What you are asked to do: Will you transcribe the entries that follow, exactly and in full?

start

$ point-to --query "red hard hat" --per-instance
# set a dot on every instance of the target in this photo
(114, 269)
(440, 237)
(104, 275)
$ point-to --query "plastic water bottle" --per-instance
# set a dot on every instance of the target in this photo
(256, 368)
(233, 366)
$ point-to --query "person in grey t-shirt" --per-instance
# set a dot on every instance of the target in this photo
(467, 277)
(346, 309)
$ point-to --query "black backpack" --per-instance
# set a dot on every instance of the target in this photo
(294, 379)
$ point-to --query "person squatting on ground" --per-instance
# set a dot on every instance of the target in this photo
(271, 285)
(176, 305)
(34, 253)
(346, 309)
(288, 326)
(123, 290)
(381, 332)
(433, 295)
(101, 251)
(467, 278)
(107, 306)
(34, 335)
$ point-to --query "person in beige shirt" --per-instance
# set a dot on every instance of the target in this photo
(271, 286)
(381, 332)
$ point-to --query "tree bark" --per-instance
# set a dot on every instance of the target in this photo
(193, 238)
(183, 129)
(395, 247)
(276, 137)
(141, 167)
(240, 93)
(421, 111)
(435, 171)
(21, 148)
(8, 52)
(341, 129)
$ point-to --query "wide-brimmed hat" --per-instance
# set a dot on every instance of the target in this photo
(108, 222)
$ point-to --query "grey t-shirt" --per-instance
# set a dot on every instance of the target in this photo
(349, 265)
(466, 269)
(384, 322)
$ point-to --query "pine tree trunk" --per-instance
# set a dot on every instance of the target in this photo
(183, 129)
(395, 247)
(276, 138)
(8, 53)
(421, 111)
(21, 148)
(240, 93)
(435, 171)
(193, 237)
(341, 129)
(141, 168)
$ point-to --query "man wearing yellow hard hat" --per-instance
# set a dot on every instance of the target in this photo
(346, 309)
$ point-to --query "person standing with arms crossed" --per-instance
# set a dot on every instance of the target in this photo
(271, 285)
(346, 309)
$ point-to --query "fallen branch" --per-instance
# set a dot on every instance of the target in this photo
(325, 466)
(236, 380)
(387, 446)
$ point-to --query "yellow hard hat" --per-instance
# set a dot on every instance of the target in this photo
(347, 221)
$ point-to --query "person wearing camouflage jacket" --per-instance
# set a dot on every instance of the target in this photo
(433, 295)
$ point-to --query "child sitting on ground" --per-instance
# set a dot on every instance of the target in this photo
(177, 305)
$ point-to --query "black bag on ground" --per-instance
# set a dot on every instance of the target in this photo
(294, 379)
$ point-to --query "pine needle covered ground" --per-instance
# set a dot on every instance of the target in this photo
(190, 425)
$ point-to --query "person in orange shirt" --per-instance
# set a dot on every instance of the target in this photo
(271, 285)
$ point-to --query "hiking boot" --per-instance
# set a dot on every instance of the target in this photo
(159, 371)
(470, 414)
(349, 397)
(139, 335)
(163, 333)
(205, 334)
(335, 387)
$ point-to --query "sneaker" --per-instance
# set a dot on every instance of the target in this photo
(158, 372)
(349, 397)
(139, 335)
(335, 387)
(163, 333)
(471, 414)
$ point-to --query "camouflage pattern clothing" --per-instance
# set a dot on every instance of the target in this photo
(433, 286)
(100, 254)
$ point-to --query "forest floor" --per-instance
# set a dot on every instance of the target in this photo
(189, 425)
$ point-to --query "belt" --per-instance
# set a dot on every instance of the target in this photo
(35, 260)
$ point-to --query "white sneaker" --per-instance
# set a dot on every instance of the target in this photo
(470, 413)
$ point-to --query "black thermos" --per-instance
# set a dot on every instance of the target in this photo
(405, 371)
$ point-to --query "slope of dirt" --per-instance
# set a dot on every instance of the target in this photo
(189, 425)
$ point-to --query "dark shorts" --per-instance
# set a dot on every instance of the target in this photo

end

Solution for this problem:
$ point-to --query "red hard hat" --per-instance
# set a dot on every instance of the target in this photo
(114, 269)
(440, 237)
(104, 275)
$ point-to --query "plastic water bottle" --per-instance
# set a dot on every instance of the target in this photo
(256, 368)
(233, 366)
$ point-to --query "person in grey t-shirt" --per-instance
# set a dot on every instance of the target in this photo
(467, 277)
(346, 309)
$ point-to --query "black backpack" --per-instance
# set a dot on every instance of the target in this photo
(294, 379)
$ point-to --query "person squatting on ground" --per-instance
# set a dot on every instance of the target in this photo
(271, 285)
(176, 305)
(34, 253)
(346, 309)
(288, 326)
(123, 290)
(381, 332)
(433, 295)
(101, 251)
(467, 278)
(107, 306)
(34, 335)
$ point-to --query "person in beige shirt" --per-instance
# set a dot on every instance of the target in this photo
(271, 286)
(381, 332)
$ point-to --query "tree bark" --per-instance
# set a dot on every instance of the target in this photo
(193, 238)
(183, 129)
(395, 247)
(276, 137)
(141, 167)
(240, 93)
(421, 111)
(435, 171)
(21, 148)
(8, 52)
(341, 129)
$ point-to --query "wide-brimmed hat" --per-instance
# set a dot on every instance of the target in this photo
(108, 222)
$ point-to --query "grey t-shirt" --per-instance
# set a dot on every instance of the target in this photo
(349, 265)
(466, 269)
(384, 322)
$ point-to --query "pine tree trunk" --per-instance
# set a dot on every instance of the target in this photo
(183, 129)
(395, 247)
(276, 138)
(8, 53)
(421, 111)
(21, 148)
(240, 93)
(435, 171)
(193, 237)
(341, 129)
(141, 168)
$ point-to --query "man wearing yellow hard hat" --per-instance
# set a dot on every instance of the target in this photo
(346, 309)
$ point-to --query "person standing with arms crossed" --per-instance
# set a dot on every instance of the target in this photo
(271, 285)
(346, 309)
$ point-to --query "fallen branch" --per-instance
# set a dot on every instance of the target in this photo
(325, 466)
(236, 380)
(387, 446)
$ point-to --query "yellow hard hat" --per-instance
# set a dot on every instance of the target in this photo
(347, 221)
$ point-to --query "person wearing camouflage jacket" --per-instance
# set a dot on every instance of the target in this photo
(433, 295)
$ point-to --query "child sitting on ground" --per-instance
# set a dot on every instance of the target in this photo
(177, 305)
$ point-to --query "black bag on ground" --per-instance
# set a dot on every instance of the target in this photo
(294, 379)
$ point-to --query "pine needle covered ground" --per-instance
# set a dot on every instance of the target in this photo
(190, 425)
$ point-to --query "person in orange shirt" --per-instance
# set a dot on every instance of the target in this photo
(271, 285)
$ point-to --query "hiking boot" --per-instance
# set a dot on every instance of the target in this photo
(159, 371)
(470, 414)
(349, 397)
(139, 335)
(163, 333)
(205, 334)
(335, 387)
$ point-to --query "sneaker" --per-instance
# set a dot on every instance of the target in this photo
(158, 372)
(349, 397)
(139, 335)
(335, 387)
(163, 333)
(471, 414)
$ point-to --query "camouflage pattern clothing" --per-instance
# set a dot on every instance of the target in this photo
(433, 286)
(100, 254)
$ point-to --query "forest floor" --per-instance
# set a dot on every instance of the target in this photo
(189, 425)
$ point-to --query "belt" --per-instance
# set a dot on every instance of the target in this photo
(35, 260)
$ point-to --query "white sneaker" --per-instance
# set a dot on every instance of the target in this photo
(470, 413)
$ point-to --query "black thermos" --per-instance
# set a dot on every instance of the target in this photo
(405, 371)
$ point-to --query "slope of dirt" --per-instance
# set a dot on every instance of the target in this photo
(189, 425)
$ point-to --query "dark shorts" --per-instance
# set a dot on every instance of the target in this photo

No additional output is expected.